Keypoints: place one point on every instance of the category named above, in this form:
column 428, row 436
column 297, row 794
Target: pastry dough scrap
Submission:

◆ ◆ ◆ ◆ ◆

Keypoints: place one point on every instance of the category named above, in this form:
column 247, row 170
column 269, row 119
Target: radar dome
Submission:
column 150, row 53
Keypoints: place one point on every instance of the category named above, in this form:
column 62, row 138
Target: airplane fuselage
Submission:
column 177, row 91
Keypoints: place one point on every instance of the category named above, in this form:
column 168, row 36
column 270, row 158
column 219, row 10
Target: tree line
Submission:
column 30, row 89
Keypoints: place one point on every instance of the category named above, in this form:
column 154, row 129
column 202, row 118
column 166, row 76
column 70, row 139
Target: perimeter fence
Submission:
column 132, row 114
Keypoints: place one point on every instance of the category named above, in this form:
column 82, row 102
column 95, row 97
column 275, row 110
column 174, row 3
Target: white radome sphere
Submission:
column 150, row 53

◆ ◆ ◆ ◆ ◆

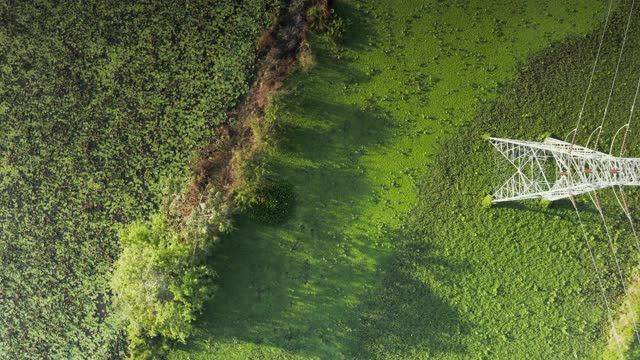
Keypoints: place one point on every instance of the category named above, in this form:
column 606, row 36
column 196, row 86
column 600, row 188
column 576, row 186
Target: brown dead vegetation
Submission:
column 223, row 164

◆ ◆ ◆ ◆ ◆

From the data above, copy every line that contains the word "Target".

• _EXERCISE SOLUTION_
Target: pastry dough scrap
Target: radar dome
Target: airplane fuselage
Target: tree line
Target: perimeter fence
Target: white radome sphere
Target: brown dead vegetation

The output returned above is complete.